**** RECORDS TO USE ****
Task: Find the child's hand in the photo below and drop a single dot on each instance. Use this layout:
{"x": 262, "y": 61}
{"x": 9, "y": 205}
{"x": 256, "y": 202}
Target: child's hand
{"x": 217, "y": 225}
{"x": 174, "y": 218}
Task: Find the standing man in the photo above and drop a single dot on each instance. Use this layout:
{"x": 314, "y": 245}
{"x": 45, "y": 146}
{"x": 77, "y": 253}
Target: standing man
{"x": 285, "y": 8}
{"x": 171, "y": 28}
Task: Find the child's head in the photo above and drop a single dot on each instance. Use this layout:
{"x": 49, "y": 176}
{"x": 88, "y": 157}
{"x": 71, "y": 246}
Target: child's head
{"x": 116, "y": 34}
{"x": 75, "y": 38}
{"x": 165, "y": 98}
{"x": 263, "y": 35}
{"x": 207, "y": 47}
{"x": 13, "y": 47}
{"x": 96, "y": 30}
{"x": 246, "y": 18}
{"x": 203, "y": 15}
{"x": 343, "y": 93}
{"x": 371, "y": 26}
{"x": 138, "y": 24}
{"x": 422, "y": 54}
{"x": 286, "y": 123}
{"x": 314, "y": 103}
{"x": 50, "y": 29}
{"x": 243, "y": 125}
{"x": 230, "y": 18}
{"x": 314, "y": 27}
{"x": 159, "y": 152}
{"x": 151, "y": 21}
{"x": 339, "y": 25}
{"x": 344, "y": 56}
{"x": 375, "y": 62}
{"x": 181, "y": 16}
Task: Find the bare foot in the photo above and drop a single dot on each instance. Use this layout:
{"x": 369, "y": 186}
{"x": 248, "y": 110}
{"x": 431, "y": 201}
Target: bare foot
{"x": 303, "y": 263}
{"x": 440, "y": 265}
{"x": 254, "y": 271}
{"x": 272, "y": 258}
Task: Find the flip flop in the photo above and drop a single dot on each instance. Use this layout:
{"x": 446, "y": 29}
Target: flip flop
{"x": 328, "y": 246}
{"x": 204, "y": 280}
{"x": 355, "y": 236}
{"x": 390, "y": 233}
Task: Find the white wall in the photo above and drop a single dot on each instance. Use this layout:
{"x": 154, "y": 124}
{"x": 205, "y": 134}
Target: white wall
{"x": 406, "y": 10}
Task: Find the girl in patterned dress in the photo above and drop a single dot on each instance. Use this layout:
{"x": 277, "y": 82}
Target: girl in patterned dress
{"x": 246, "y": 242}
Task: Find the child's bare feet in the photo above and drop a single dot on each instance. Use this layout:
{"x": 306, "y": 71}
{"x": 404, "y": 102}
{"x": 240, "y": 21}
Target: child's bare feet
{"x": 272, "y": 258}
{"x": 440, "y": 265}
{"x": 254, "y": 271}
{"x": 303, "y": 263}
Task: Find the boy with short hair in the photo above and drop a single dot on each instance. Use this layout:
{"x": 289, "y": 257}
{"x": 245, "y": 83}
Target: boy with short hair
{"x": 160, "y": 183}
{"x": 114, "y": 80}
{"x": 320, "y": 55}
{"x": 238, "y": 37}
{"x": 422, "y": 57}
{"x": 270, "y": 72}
****
PROBLEM TO WORK ON
The entire listing is to be printed once more, word for word.

FINAL ANSWER
Task: Find the child's hand in the photo below and drop a single dot on each instance. Use this layout:
{"x": 262, "y": 61}
{"x": 9, "y": 205}
{"x": 256, "y": 202}
Target: child's hand
{"x": 217, "y": 225}
{"x": 174, "y": 218}
Task: Find the standing man in the photo above and drop a single dot on each instance. Use this layout:
{"x": 314, "y": 245}
{"x": 45, "y": 146}
{"x": 77, "y": 253}
Target: standing man
{"x": 285, "y": 8}
{"x": 171, "y": 28}
Task: Find the child's head in the photo above and drop a single dot on each instance. Use this layout:
{"x": 49, "y": 176}
{"x": 88, "y": 157}
{"x": 71, "y": 246}
Target: child's head
{"x": 116, "y": 34}
{"x": 75, "y": 38}
{"x": 165, "y": 98}
{"x": 263, "y": 35}
{"x": 207, "y": 47}
{"x": 13, "y": 47}
{"x": 96, "y": 30}
{"x": 246, "y": 18}
{"x": 203, "y": 15}
{"x": 343, "y": 93}
{"x": 371, "y": 26}
{"x": 138, "y": 24}
{"x": 422, "y": 54}
{"x": 286, "y": 123}
{"x": 314, "y": 103}
{"x": 50, "y": 29}
{"x": 243, "y": 125}
{"x": 230, "y": 18}
{"x": 314, "y": 27}
{"x": 159, "y": 152}
{"x": 151, "y": 21}
{"x": 339, "y": 25}
{"x": 344, "y": 56}
{"x": 375, "y": 62}
{"x": 181, "y": 16}
Task: Find the bare foot in the photo above and drop a single dot on each instance. Use this layout:
{"x": 369, "y": 186}
{"x": 248, "y": 110}
{"x": 431, "y": 201}
Target: bare foot
{"x": 303, "y": 263}
{"x": 440, "y": 265}
{"x": 254, "y": 271}
{"x": 272, "y": 258}
Task: Find the flip flop in the photo above and drop a single dot on each instance. Use this layout:
{"x": 446, "y": 29}
Target: flip flop
{"x": 328, "y": 246}
{"x": 204, "y": 280}
{"x": 355, "y": 236}
{"x": 390, "y": 233}
Task: Find the white wall in the photo above and drop a single dot on each instance. Use this layout:
{"x": 154, "y": 124}
{"x": 205, "y": 134}
Target: white wall
{"x": 406, "y": 10}
Task: Find the girl in patterned dress in the photo above and drop a single dot on each instance. Use this layout:
{"x": 277, "y": 82}
Target: girl in patterned dress
{"x": 246, "y": 242}
Task: Find the child's bare feet in the photo above and drop a single dot on each instance. Use this layout:
{"x": 306, "y": 71}
{"x": 404, "y": 102}
{"x": 240, "y": 21}
Target: child's bare feet
{"x": 272, "y": 258}
{"x": 440, "y": 265}
{"x": 254, "y": 271}
{"x": 303, "y": 263}
Task: Find the boy with short hair in the photo above and drop a single dot on each instance. Use this layout:
{"x": 289, "y": 257}
{"x": 245, "y": 83}
Target: boy with short hair
{"x": 160, "y": 183}
{"x": 114, "y": 80}
{"x": 320, "y": 55}
{"x": 238, "y": 37}
{"x": 422, "y": 57}
{"x": 270, "y": 72}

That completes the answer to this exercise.